-- WHAT THE EXERCISE ASKS --
Find every line in the records below that contains the word "camera" and copy each of those lines. Case counts.

#### INPUT RECORDS ####

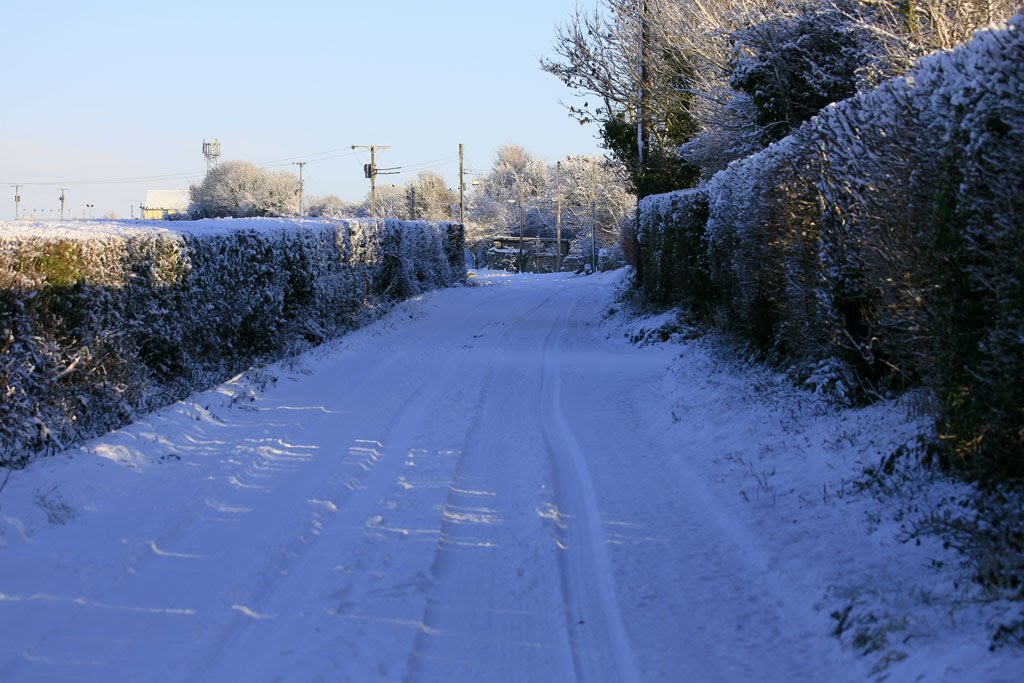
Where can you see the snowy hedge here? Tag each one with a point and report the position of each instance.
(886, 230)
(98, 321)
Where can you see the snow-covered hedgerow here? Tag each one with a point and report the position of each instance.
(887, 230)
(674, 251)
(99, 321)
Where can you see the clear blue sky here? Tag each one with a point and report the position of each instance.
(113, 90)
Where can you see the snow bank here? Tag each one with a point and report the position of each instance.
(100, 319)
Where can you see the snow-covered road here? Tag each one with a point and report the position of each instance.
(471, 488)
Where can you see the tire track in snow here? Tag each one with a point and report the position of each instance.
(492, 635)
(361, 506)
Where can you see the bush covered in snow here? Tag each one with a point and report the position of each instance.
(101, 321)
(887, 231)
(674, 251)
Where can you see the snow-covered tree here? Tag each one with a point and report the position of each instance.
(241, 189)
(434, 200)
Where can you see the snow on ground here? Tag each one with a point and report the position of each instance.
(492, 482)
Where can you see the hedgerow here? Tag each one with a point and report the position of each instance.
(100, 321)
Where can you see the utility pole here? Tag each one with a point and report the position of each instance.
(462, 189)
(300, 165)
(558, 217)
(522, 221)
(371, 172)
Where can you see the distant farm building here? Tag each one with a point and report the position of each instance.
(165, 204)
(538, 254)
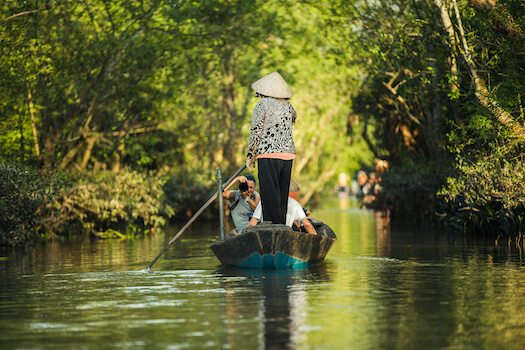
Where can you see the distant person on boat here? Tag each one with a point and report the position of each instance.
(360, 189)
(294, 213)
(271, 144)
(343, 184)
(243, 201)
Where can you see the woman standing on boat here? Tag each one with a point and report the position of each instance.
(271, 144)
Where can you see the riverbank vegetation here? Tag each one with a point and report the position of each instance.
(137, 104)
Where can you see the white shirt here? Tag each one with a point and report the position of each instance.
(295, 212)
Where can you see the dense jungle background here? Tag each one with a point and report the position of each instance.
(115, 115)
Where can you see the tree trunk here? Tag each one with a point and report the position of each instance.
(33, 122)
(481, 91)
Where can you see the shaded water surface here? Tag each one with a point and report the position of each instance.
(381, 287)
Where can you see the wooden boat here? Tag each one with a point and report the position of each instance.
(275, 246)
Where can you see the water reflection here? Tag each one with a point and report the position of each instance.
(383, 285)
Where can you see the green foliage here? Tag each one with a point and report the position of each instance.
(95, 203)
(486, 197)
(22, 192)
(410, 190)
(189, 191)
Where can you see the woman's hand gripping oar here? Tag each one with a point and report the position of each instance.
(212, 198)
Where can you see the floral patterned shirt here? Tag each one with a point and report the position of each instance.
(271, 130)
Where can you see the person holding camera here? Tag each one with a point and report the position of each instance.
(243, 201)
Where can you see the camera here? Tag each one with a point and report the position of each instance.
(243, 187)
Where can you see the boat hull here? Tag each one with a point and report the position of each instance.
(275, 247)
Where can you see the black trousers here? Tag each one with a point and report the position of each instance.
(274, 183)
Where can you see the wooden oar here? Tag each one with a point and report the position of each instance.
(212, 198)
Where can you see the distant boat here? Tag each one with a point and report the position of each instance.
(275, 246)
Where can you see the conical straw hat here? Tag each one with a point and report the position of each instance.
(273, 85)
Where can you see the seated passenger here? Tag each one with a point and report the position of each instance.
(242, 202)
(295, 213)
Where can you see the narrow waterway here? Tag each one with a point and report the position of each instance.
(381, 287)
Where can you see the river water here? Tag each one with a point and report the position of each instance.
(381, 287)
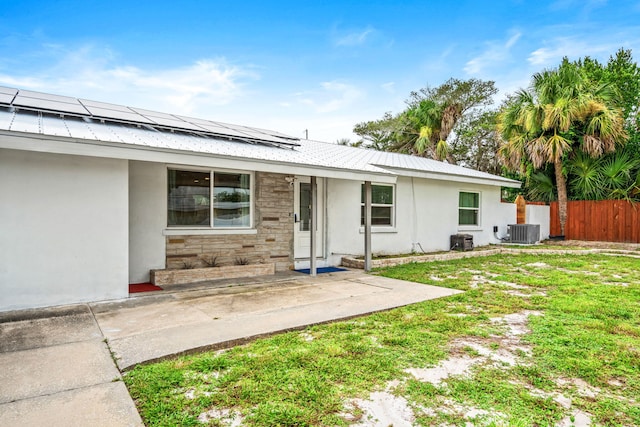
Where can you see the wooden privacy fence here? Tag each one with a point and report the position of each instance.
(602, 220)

####
#### INPUT RECORDS ####

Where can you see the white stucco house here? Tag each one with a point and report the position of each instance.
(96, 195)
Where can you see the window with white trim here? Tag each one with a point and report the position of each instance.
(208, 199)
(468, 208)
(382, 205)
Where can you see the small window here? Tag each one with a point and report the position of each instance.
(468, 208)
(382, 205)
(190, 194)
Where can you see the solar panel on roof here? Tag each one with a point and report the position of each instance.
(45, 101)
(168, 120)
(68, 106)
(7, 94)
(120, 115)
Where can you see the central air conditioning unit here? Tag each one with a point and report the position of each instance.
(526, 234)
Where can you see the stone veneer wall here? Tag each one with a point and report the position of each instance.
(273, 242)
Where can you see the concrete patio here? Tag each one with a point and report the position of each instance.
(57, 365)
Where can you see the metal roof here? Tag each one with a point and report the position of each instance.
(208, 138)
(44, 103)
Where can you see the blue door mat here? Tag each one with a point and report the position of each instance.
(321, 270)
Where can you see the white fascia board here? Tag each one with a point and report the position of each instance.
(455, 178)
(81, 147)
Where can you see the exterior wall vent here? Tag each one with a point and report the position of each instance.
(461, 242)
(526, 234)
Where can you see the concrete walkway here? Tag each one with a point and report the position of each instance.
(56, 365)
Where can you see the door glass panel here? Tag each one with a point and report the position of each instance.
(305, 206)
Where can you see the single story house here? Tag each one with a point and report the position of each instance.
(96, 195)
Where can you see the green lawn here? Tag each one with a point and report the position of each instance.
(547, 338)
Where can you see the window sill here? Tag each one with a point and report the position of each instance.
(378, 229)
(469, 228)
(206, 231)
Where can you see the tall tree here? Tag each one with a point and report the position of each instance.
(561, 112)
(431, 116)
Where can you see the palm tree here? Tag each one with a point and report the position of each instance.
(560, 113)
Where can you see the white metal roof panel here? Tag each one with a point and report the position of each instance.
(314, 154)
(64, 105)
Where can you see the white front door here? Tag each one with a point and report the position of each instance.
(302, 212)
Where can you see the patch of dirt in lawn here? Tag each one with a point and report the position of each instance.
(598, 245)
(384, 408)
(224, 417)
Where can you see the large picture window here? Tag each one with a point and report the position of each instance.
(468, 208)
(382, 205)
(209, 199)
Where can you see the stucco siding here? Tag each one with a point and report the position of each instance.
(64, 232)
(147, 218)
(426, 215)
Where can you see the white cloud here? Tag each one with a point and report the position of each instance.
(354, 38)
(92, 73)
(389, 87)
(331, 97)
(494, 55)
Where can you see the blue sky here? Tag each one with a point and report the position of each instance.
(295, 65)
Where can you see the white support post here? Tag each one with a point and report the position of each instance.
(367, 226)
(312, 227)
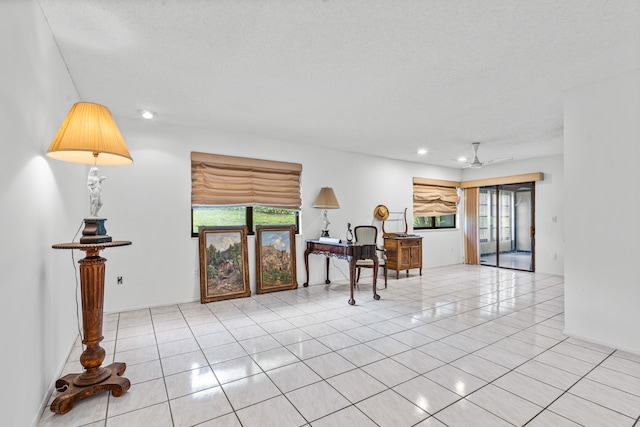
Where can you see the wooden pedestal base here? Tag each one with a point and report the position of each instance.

####
#### INPUT RECORDS ####

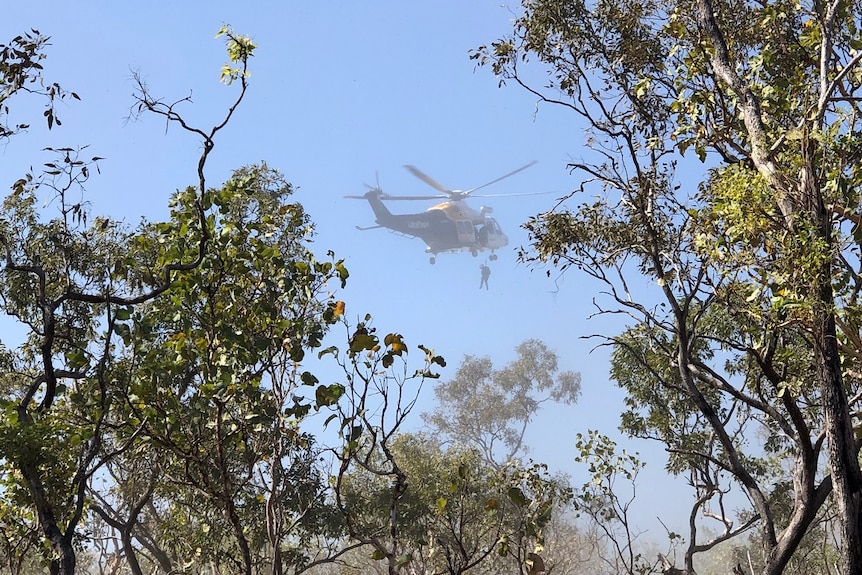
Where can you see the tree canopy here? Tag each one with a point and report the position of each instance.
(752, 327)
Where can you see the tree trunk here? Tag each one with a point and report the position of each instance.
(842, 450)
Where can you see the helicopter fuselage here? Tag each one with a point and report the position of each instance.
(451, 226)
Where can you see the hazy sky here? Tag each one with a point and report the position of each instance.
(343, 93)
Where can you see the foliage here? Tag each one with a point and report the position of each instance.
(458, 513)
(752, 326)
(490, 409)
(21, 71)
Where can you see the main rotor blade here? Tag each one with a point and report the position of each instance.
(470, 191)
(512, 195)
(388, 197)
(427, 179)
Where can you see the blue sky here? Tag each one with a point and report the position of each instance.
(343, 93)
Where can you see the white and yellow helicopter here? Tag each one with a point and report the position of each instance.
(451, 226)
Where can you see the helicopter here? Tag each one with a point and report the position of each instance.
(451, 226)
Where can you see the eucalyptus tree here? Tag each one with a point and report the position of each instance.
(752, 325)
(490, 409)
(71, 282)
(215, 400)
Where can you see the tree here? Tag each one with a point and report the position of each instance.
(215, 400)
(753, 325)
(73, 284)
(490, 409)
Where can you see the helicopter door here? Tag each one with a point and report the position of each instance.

####

-- TASK OUTPUT --
Where can you see the person holding camera here? Tag each one with a point and report the position of each instance.
Where can you see the camera here? Tag each one with a point and report the position of each instance.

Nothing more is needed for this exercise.